- [TASK PROMPT]: Show every line in the entries below where the word "pixels" appears.

══ EXCERPTED RECORDS ══

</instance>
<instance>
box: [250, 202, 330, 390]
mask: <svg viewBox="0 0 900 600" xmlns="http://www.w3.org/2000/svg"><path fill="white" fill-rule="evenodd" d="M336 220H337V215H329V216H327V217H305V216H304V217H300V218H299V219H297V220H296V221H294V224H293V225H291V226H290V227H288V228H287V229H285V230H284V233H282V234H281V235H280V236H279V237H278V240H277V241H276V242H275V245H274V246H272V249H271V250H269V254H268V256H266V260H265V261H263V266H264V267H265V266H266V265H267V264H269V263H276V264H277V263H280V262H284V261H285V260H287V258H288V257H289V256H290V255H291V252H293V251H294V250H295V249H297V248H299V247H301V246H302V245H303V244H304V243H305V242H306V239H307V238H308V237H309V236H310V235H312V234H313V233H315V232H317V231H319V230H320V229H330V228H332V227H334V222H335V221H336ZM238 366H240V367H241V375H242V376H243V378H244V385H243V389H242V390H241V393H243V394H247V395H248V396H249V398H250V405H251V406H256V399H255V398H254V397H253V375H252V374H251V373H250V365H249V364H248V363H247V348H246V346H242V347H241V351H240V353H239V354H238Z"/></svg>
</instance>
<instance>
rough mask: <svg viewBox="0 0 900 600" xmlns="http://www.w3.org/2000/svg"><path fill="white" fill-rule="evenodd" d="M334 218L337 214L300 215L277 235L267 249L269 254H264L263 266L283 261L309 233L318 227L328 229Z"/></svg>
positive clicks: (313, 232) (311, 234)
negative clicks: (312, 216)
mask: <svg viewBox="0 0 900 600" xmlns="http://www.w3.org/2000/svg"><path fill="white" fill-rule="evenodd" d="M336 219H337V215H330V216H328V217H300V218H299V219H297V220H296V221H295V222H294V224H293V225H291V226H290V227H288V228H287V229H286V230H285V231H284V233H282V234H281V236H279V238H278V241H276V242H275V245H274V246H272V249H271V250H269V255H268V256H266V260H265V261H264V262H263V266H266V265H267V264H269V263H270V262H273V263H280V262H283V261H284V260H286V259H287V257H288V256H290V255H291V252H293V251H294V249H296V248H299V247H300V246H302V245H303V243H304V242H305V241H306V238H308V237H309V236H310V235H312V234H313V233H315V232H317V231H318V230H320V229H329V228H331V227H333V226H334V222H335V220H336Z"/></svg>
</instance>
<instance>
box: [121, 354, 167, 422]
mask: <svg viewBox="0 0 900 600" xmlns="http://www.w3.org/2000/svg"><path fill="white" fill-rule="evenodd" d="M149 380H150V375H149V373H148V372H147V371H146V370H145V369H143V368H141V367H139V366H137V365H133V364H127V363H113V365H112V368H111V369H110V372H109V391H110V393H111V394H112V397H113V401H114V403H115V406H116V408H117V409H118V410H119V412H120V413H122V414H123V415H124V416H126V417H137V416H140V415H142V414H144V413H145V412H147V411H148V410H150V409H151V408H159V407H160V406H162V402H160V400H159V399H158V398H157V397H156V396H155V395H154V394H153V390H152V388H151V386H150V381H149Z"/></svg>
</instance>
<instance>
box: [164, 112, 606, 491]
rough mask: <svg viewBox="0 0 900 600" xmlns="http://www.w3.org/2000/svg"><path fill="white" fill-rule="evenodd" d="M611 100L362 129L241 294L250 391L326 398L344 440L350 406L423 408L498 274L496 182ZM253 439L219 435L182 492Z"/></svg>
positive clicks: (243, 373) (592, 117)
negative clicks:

═══
══ EXCERPTED RECORDS ══

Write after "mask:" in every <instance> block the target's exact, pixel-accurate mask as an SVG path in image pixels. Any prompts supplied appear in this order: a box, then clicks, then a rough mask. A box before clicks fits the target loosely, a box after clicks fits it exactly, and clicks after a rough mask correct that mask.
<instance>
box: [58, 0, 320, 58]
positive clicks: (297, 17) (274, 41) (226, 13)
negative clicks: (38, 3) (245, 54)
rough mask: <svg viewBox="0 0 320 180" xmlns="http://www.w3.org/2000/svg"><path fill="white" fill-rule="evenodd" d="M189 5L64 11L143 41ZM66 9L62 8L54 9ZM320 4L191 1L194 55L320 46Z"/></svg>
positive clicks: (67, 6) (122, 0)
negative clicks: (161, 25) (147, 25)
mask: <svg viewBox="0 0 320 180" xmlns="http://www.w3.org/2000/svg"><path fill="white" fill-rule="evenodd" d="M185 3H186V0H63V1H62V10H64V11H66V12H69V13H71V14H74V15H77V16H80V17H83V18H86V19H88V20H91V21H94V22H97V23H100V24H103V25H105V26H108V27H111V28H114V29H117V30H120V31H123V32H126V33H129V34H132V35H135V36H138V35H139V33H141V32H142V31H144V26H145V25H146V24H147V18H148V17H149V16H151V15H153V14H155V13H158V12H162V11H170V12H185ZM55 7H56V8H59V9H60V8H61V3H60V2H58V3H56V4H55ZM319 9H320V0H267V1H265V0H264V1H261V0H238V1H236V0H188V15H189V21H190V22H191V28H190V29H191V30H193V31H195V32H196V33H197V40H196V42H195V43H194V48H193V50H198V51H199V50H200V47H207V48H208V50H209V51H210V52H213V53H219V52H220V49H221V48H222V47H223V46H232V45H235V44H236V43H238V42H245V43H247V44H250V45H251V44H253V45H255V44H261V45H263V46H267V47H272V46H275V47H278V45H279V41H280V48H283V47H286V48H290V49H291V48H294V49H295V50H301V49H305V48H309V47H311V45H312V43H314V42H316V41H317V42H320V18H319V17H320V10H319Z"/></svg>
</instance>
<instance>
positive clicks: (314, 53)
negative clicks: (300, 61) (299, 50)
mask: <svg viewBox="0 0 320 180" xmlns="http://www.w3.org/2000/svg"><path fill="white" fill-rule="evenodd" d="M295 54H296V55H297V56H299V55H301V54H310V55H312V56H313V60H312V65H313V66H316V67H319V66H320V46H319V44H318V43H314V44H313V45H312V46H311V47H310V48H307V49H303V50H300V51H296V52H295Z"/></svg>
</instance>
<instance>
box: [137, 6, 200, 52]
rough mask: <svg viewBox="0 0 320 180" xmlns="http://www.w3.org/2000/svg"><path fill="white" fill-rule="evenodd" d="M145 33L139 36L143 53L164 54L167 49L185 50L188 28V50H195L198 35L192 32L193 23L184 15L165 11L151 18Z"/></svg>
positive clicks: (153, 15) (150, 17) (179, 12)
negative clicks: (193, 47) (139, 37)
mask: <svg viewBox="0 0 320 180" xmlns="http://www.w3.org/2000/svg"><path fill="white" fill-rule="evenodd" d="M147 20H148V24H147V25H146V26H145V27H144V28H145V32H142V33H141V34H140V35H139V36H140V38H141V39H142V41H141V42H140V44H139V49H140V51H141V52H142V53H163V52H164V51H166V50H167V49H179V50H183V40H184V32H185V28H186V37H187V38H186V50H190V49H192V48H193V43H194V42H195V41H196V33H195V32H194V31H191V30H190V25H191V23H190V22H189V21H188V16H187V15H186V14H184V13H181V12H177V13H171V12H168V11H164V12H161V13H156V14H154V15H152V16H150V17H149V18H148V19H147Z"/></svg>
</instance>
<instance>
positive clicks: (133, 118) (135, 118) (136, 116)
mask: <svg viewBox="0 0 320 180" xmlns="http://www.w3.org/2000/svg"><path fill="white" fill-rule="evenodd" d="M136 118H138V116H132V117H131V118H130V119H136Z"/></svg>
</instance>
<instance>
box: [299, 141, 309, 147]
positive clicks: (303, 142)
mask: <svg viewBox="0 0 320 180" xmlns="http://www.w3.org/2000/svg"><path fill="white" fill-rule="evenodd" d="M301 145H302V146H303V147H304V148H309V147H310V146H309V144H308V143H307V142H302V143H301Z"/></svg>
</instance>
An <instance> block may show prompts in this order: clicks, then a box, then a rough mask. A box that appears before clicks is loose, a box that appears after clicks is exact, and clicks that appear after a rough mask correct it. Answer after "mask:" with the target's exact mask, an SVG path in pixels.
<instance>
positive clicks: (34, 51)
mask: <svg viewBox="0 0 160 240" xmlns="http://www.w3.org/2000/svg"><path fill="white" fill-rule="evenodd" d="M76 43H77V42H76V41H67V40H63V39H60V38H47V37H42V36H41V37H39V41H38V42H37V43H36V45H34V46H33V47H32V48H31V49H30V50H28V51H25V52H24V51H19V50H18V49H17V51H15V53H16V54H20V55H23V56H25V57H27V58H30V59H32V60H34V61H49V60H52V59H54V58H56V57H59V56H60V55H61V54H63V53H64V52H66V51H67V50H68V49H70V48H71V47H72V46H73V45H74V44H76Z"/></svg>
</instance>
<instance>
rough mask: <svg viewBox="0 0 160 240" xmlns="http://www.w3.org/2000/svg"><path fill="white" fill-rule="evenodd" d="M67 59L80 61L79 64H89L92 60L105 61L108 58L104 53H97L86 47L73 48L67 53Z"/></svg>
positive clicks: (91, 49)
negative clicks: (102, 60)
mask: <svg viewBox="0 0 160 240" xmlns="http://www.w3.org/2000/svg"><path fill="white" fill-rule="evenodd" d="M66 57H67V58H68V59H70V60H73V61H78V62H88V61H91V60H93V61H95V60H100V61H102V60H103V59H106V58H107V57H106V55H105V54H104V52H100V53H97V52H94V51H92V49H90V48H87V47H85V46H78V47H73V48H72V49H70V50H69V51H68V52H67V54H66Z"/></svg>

═══

- [ANSWER SPACE]:
Write after "mask:" in every <instance> block the target's exact, pixel-accurate mask as an SVG path in image pixels. Any prompts supplied appear in this order: a box, then clicks, then a rough mask. A box before clicks fits the target loosely, a box after clicks fits it exactly, and clicks after a rough mask correct that mask.
An <instance> block may show prompts in this order: clicks, then a box, then a rough mask. A box that appears before clicks is loose, a box that appears after clicks is exact, and clicks that appear after a rough mask correct it. Answer after "mask:" with the target's exact mask, an SVG path in pixels.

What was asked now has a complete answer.